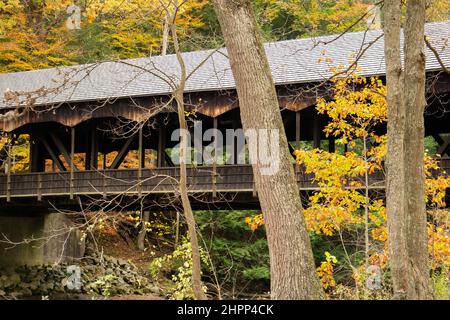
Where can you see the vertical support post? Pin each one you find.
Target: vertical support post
(297, 137)
(36, 157)
(316, 132)
(331, 144)
(214, 173)
(177, 230)
(39, 187)
(92, 149)
(104, 160)
(161, 147)
(8, 171)
(141, 160)
(72, 163)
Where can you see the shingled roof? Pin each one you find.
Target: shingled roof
(291, 61)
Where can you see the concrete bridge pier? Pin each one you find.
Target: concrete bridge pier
(54, 240)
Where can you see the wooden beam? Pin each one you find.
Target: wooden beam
(62, 149)
(214, 173)
(37, 161)
(141, 155)
(4, 150)
(161, 147)
(56, 160)
(316, 131)
(297, 137)
(72, 161)
(331, 144)
(141, 150)
(92, 154)
(8, 171)
(122, 153)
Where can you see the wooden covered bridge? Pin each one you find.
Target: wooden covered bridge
(84, 121)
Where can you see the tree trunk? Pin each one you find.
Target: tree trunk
(395, 159)
(143, 232)
(414, 146)
(405, 190)
(293, 274)
(188, 213)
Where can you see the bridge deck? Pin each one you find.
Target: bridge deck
(234, 178)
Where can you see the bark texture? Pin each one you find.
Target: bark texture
(178, 94)
(414, 88)
(292, 267)
(405, 189)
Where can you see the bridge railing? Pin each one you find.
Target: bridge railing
(233, 178)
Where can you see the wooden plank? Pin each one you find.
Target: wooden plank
(331, 144)
(56, 160)
(316, 131)
(62, 149)
(214, 171)
(161, 147)
(72, 161)
(141, 154)
(122, 153)
(8, 173)
(297, 137)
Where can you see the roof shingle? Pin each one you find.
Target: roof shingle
(291, 61)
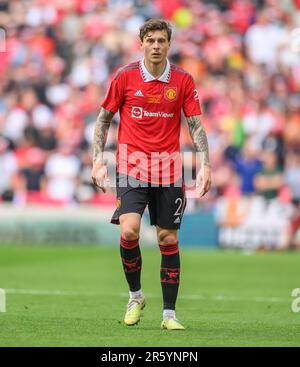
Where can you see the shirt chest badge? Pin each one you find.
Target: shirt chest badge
(170, 93)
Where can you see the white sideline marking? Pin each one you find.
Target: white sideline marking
(45, 292)
(224, 298)
(2, 300)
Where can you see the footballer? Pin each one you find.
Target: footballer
(150, 95)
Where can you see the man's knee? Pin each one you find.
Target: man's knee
(166, 236)
(129, 233)
(130, 226)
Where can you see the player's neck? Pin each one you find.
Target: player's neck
(156, 70)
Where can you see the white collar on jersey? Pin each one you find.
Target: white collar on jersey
(147, 77)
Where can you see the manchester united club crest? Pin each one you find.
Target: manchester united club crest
(170, 93)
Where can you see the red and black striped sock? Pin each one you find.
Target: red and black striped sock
(132, 263)
(169, 274)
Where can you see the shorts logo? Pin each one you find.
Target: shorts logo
(170, 93)
(137, 112)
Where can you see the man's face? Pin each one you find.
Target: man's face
(155, 46)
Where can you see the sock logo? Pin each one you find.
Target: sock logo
(170, 276)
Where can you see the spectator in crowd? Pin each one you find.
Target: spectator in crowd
(269, 179)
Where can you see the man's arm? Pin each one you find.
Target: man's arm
(199, 138)
(99, 171)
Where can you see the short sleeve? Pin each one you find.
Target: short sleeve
(191, 104)
(114, 96)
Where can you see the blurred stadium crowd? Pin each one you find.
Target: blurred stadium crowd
(60, 56)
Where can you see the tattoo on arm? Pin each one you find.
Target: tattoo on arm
(100, 135)
(199, 137)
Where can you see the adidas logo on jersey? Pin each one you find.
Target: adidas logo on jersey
(139, 93)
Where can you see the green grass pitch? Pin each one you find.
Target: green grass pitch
(76, 296)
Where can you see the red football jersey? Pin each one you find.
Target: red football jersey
(150, 114)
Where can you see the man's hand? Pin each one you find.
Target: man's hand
(100, 176)
(204, 179)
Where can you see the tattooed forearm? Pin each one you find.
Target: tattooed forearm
(199, 137)
(100, 135)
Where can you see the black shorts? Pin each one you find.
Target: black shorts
(166, 204)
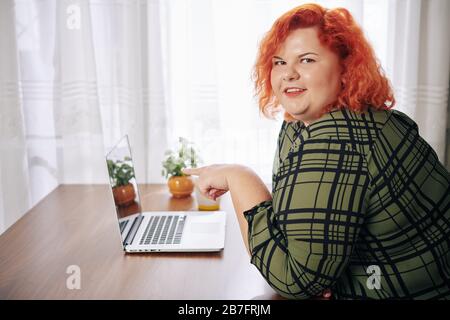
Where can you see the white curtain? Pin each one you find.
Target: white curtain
(78, 74)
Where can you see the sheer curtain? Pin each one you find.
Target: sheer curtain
(78, 74)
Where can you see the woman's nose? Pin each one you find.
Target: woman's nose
(291, 74)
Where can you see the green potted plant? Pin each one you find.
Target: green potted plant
(180, 185)
(120, 174)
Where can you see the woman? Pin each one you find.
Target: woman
(360, 203)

(Task description)
Each entry above should be reproduced exactly, with the pictures removed.

(Written answer)
Where can you see the vertical support post? Pin each one you find.
Target: vertical support post
(297, 137)
(36, 157)
(316, 132)
(331, 144)
(214, 173)
(177, 230)
(39, 187)
(92, 149)
(104, 160)
(161, 147)
(8, 171)
(141, 160)
(72, 163)
Where can you see the shingled roof? Pin each one you find.
Target: shingled roof
(291, 61)
Where can you see the concrete bridge pier? Pin each one you find.
Target: concrete bridge pier
(54, 240)
Where can you see the wooden beam? Pin each one you find.
Target: wooden beam
(62, 149)
(214, 173)
(37, 161)
(141, 155)
(4, 150)
(161, 147)
(56, 160)
(316, 131)
(297, 137)
(72, 161)
(331, 144)
(141, 150)
(92, 154)
(8, 171)
(122, 153)
Where can you see the wooden covered bridge? Pin each one you find.
Target: wooden covered bridge
(84, 121)
Where can you see the tree trunk? Pin each one you find.
Target: tree trunk
(395, 159)
(143, 232)
(414, 146)
(405, 190)
(293, 274)
(188, 213)
Where can you see the bridge deck? Pin each one you find.
Target: bridge deck
(234, 178)
Where can you see the bark texture? Pin each one you find.
Target: bark texture
(178, 94)
(414, 88)
(292, 267)
(405, 189)
Where can you see the bridge railing? Pin each one you find.
Target: bridge railing
(233, 178)
Where can you see the wooden plank? Pin each one you find.
Target: wooden plank
(331, 144)
(56, 160)
(316, 131)
(62, 149)
(214, 171)
(161, 147)
(72, 161)
(141, 154)
(122, 153)
(8, 173)
(297, 137)
Where can you see the roof shingle? Pin each one you find.
Target: roof shingle
(291, 61)
Where can you see the shirt chest badge? Pin each one you find.
Target: shirt chest badge
(170, 93)
Where can you see the white sideline marking? Pin each one you find.
Target: white sideline marking
(45, 292)
(224, 298)
(2, 300)
Where can you see the footballer? Pin each one you find.
Target: footballer
(150, 95)
Where can you see the man's knee? Pin each one you find.
Target: man's knee
(166, 236)
(129, 233)
(130, 226)
Where can you see the player's neck? Pin each one you find.
Target: player's neck
(156, 70)
Where can you see the white collar on jersey? Pin each one you find.
Target: white collar on jersey
(147, 77)
Where can you see the manchester united club crest? Pin each one you find.
Target: manchester united club crest
(170, 93)
Where can you see the red and black striped sock? Pin each one you find.
Target: red and black striped sock
(132, 263)
(169, 274)
Where can you see the shorts logo? Pin each one you find.
Target: shorts logo
(170, 93)
(137, 112)
Where can you see the man's face? Pin each one you find.
Target: man's face
(155, 46)
Where can you see the sock logo? Pin each one you find.
Target: sock logo
(170, 276)
Where can you see the spectator in crowd? Pin each one you find.
Target: spectator in crowd
(269, 179)
Where can you see the man's arm? Pin each one you find.
Target: man's arm
(199, 138)
(99, 171)
Where can you see the short sleeve? Pin each one you find.
Target: short sleeve
(191, 104)
(114, 96)
Where can you see the blurred stadium crowd? Pin each one you find.
Target: blurred stadium crowd
(60, 56)
Where can you see the tattoo on arm? Pin each one you find.
Target: tattoo on arm
(100, 135)
(199, 137)
Where can you see the adidas logo on jersey? Pin each one you find.
Target: adidas logo on jersey
(139, 93)
Where can you see the green grass pitch? Pin each one you find.
Target: green grass pitch
(76, 296)
Where can you see the red football jersey? Pin each one you find.
Target: red football jersey
(150, 114)
Where can you see the man's hand? Pin each one you find.
Target: man's hand
(100, 176)
(204, 179)
Where can you see the tattooed forearm? Pin each one you find.
Target: tattooed forearm
(199, 137)
(100, 135)
Where can you see the black shorts? Pin each one you find.
Target: black shorts
(166, 204)
Where can you see the white curtain? Pin each one you find.
Target: white curtain
(78, 74)
Where can you see the sheer curtain? Pin each one you find.
Target: sheer curtain
(78, 74)
Where can you see the woman's nose? Pin each one you find.
Target: woman's nose
(291, 74)
Where can you see the green potted plant? Pin each one you find.
Target: green potted plant
(180, 185)
(120, 174)
Where can you see the woman? Pin each one you find.
Target: woman
(360, 203)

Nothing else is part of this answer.